(Referring expression pointing data)
========
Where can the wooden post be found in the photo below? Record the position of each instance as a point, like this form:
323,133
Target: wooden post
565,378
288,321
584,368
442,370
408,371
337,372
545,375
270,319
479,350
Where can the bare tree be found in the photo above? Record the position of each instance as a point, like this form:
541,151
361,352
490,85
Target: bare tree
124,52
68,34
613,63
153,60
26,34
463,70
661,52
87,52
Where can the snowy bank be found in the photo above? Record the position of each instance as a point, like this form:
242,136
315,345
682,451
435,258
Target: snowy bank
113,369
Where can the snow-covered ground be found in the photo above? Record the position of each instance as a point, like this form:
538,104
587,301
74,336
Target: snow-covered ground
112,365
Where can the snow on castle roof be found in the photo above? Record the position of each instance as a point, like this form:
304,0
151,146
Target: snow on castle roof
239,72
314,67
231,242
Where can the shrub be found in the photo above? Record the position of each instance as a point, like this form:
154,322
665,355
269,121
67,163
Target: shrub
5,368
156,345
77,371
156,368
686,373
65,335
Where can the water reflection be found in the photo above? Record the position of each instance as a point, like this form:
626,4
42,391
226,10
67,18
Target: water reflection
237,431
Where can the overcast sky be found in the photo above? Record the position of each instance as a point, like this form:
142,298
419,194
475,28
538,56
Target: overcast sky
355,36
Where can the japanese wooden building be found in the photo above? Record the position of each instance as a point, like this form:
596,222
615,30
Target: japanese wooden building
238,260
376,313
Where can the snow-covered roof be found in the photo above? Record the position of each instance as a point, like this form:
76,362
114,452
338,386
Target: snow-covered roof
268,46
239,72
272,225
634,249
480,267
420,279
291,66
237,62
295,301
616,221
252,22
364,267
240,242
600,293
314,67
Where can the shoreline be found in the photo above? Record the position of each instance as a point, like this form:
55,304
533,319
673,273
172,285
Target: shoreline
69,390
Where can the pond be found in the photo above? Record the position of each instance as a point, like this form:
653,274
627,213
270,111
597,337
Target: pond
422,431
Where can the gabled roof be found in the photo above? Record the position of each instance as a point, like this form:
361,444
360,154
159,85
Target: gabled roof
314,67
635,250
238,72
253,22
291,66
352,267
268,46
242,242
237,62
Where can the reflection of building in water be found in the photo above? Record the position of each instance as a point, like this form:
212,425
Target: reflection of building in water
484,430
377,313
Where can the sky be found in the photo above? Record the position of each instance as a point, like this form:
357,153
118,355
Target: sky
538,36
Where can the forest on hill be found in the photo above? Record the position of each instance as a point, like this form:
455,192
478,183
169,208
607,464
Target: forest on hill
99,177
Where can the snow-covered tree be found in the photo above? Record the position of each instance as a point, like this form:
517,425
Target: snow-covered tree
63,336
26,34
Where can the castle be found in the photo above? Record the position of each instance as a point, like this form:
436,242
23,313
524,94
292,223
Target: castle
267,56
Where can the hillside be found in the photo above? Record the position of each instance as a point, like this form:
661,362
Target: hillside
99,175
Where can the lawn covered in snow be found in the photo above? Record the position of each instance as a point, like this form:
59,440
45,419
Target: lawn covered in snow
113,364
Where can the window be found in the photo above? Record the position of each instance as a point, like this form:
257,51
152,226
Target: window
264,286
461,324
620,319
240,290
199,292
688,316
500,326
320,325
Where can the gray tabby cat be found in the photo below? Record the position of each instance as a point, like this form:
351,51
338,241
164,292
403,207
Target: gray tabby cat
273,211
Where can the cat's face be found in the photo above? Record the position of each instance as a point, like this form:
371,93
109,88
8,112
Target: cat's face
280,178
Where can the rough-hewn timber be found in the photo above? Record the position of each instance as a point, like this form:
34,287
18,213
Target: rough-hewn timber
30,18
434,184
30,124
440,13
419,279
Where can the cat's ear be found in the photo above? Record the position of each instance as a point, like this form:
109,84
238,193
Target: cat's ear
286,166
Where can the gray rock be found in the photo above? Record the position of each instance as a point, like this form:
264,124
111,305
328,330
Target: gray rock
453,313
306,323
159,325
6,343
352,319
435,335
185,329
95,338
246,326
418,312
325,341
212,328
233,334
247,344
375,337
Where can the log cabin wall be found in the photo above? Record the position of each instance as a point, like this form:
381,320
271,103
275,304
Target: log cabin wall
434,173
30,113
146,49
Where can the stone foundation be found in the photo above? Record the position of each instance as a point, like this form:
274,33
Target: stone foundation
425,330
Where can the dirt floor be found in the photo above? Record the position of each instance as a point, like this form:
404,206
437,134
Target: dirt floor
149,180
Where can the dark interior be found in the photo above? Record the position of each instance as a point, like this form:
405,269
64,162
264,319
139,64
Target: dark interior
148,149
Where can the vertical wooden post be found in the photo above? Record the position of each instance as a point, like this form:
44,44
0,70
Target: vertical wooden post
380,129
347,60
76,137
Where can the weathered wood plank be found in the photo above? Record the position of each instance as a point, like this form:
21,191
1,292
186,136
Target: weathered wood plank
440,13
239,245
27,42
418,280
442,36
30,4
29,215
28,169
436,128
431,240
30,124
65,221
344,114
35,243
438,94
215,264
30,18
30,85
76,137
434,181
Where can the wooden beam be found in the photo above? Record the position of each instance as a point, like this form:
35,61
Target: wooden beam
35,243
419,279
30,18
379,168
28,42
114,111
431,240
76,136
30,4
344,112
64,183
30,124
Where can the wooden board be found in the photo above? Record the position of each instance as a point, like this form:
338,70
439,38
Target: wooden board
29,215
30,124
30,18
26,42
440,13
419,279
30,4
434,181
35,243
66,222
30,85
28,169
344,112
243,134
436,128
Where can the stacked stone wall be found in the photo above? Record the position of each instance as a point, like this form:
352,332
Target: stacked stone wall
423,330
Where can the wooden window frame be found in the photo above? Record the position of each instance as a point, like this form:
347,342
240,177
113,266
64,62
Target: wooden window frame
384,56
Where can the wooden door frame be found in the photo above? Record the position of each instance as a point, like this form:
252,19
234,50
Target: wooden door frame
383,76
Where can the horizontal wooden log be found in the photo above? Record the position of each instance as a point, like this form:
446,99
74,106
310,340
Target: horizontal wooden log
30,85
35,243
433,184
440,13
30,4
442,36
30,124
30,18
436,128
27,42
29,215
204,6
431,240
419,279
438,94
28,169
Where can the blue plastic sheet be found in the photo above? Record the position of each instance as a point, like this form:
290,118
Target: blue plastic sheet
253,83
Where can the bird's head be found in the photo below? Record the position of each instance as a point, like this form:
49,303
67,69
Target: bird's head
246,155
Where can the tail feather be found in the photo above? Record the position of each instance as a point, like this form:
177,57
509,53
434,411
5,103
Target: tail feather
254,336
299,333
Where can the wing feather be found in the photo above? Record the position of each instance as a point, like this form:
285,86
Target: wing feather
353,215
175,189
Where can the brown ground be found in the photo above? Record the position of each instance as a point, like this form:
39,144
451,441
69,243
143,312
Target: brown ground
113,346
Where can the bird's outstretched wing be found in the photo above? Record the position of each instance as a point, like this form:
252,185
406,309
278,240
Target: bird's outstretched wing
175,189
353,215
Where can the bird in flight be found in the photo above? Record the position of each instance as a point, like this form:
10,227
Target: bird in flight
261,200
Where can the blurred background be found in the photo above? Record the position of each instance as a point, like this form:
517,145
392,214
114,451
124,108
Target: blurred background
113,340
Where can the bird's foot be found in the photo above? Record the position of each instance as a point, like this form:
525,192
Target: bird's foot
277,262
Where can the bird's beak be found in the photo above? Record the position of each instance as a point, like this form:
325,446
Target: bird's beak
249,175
========
- _REQUIREMENT_
Retype the records in full. Keep every line identical to the original.

- _WRITTEN RESPONSE_
Where can the wooden post be found in the photo below? Record the position of each instance as a point, like this form:
323,133
Target: wooden post
565,378
288,321
584,368
442,370
408,371
337,372
545,375
270,319
479,350
Where can the bare tree be found in the photo above? Record the position of each instance as a point, like this form:
541,151
361,352
490,85
Target: bare tree
124,52
68,34
613,63
153,60
26,34
463,70
661,52
87,52
Where can the snowy bank be found in the photo above? Record the position of each instance as a point, like this form:
242,136
315,345
682,451
435,258
Target: snowy bank
113,369
Where can the snow-covered ground be found in the photo above? Record the position of each instance as a point, like this form:
538,104
587,301
74,336
Target: snow-covered ground
112,365
Where can the snow on castle roof be found in the photo above? Record the position of each instance as a point, like this form:
304,0
151,146
Target: snow on castle roof
239,72
314,67
231,242
Where can the shrub be found in the photo above? Record the position of each instance as a point, like this form:
154,322
665,355
269,121
67,163
Target: shrub
5,368
156,345
77,371
156,368
686,373
65,335
Where can the water reflection be found in the photo above? Record the position of each instance as a point, like this form:
626,4
42,391
226,10
67,18
Target: water reflection
237,431
Where can the overcast sky be found in the photo above? Record the position of each instance as a point, like this form:
142,298
419,194
475,28
538,56
Target: overcast sky
355,36
Where can the japanese wooden building be found in the photo above? Record the position of each instance as a point, like this form:
596,222
615,30
Target: japanese wooden building
238,260
376,313
Where can the snow-covered roof be found in the photo above? Record the position of each instance as a point, like this form:
76,362
114,452
338,386
Target: snow-covered roof
268,46
239,72
272,225
634,249
480,267
420,279
291,66
237,62
295,301
616,221
252,22
364,267
240,242
600,293
314,67
Where can the shoreline be found in the photo above? Record the position of each instance as a point, like this form:
55,304
533,319
673,273
172,285
Target: shoreline
69,390
Where can the pond be found in the photo above? Record the position of each instance as a point, like this form:
653,274
627,213
270,111
597,337
Target: pond
422,431
Where can the gabled roof be found in the photo above? Record the position of each instance as a point, like this form:
361,444
360,154
159,85
Target: gabled roof
314,67
635,250
238,72
253,22
291,66
352,267
268,46
242,242
237,62
Where can the reflection of building in water be found in the photo above? Record the position of each instance as a point, like this form:
212,425
Target: reflection of building in water
484,430
377,313
Where can the sky be found in the photo above? Record the position of each instance as a point, like this form:
357,153
118,355
Target: sky
538,36
Where can the forest on hill be found in the photo above? Record the position of each instance as a point, like this form:
455,192
478,183
169,208
607,464
Target: forest on hill
99,177
Where can the snow-covered tree be found in the photo above? Record the position of each instance as a point, like this form:
517,425
Target: snow-covered tree
63,336
26,34
Where can the castle be found in the photo above? Record the position of each instance as a point, like this form:
436,242
23,313
524,94
292,223
Target: castle
267,56
Where can the hillside be found in the photo above? Record the position of each instance as a point, like this form:
661,362
Target: hillside
99,175
Where can the lawn covered in snow be found in the photo above? Record the position of each instance as a point, like this form:
59,440
45,419
Target: lawn covered in snow
113,364
Where can the window be found in the photo above? Record the position of each instance as a point, like this form:
257,51
152,226
Target: window
264,286
461,324
620,319
240,290
199,292
688,316
500,326
320,325
Where can the gray tabby cat be found in the photo below? Record the position of each instance as a point, like this form:
351,51
338,241
164,292
403,207
Target: gray tabby cat
273,211
Where can the cat's face be found in the photo above? Record the position of each instance as a point, like this form:
371,93
109,88
8,112
Target: cat's face
280,178
Where can the rough-hewn timber be found in the photo above? Record the position of each instance as a point, like this form:
34,287
18,213
Target: rough-hewn timber
30,18
434,184
30,124
440,13
419,279
Where can the cat's ear be found in the photo above? Record the position of each instance as a point, like this form:
109,84
238,193
Target: cat's ear
286,166
Where can the gray rock be found in the photo above? Record the position of each instance as a point, like this form:
264,124
111,305
328,330
Target: gray rock
453,313
306,323
159,325
6,343
352,319
435,335
185,329
95,338
246,326
418,312
325,341
212,328
233,334
247,344
375,337
Where can the log cabin wall be found in the photo above? Record the position of each instance as a point, like this form:
381,320
271,103
275,304
Target: log cabin wall
434,173
30,113
146,49
Where can the stone foundation be found in the photo above? Record the position of each instance as a point, like this form:
274,33
Target: stone foundation
425,330
Where can the dirt floor be found in the photo above? Record the position of each instance as a point, like this form:
404,206
437,134
Target: dirt floor
149,180
Where can the dark interior be found in the photo above? Record the position of each instance as a point, like this form:
405,269
64,162
264,319
139,64
Target: dark interior
148,149
Where can the vertical wooden post be found in the photo above? Record the position of each instance as a point, like this form:
44,44
0,70
Target: vertical wooden post
380,129
347,60
76,137
Where can the weathered wood plank be found in the photo above? Record the position of each instance as a point, like this form:
21,191
1,292
186,136
Target: weathered wood plank
440,13
239,245
27,42
418,280
442,36
30,4
29,215
28,169
436,128
431,240
30,124
65,221
344,114
35,243
438,94
215,264
30,18
30,85
76,137
434,181
Where can the wooden beam be found in the photo above? Record the position of each instance as a point, like this form:
35,61
Target: wooden beam
35,243
419,279
30,18
379,168
28,42
114,111
431,240
76,136
30,4
344,112
64,183
30,124
Where can the wooden board be found in the photo above? Record the position of each instance as a point, like this form:
338,70
439,38
Target: wooden board
29,215
30,124
30,18
26,42
440,13
419,279
30,4
434,181
35,243
66,222
30,85
28,169
344,112
243,134
436,128
Where can the stacked stone wall be found in the photo above? Record the position of each instance as a point, like this form:
352,332
Target: stacked stone wall
423,330
Where can the wooden window frame be found in the photo above? Record the position of each instance as a point, like this form:
347,342
240,177
113,266
64,62
Target: wooden window frame
384,56
Where can the wooden door frame be found in the photo above? Record the position of each instance as a point, like this form:
252,19
234,50
Target: wooden door frame
383,76
Where can the horizontal wooden log be found in the photo above? Record the position of each instance as a point, like this form:
446,99
74,106
310,340
Target: horizontal wooden log
30,85
35,243
433,184
440,13
30,4
442,36
30,124
30,18
436,128
27,42
29,215
204,6
431,240
419,279
438,94
28,169
Where can the blue plastic sheet be found in the photo above? Record the position of each instance as a point, like this form:
290,118
Target: blue plastic sheet
253,83
Where can the bird's head be found in the photo below? Record the position of each instance as a point, like this form:
49,303
67,69
Target: bird's head
246,155
Where can the tail feather be found in the photo above? Record the position of each instance as a point, like this form:
177,57
509,53
434,411
5,103
Target: tail feather
254,336
299,333
Where can the wing feather be found in the photo above? Record the position of each instance as a point, like this form:
285,86
Target: wing feather
353,215
175,189
Where can the brown ground be found in the photo above? Record the position of each instance as a point, like this form:
39,144
451,441
69,243
143,312
Target: brown ground
113,346
Where can the bird's outstretched wing be found in the photo above? Record the position of each instance as a point, like this form:
252,185
406,309
278,240
Target: bird's outstretched wing
175,189
353,215
Where can the bird in flight be found in the photo above? Record the position of each instance as a point, like this form:
10,227
Target: bird in flight
261,200
Where can the blurred background be found in the photo above? Record the position of each instance as a point, like this form:
517,145
392,214
114,451
124,108
Target: blurred background
113,340
Where can the bird's foot be found in the photo above? Record the position of each instance as a point, like this form:
525,192
Target: bird's foot
277,262
Where can the bird's beak be found in the photo above? Record the position of each instance as a point, like this form:
325,446
Target: bird's beak
249,175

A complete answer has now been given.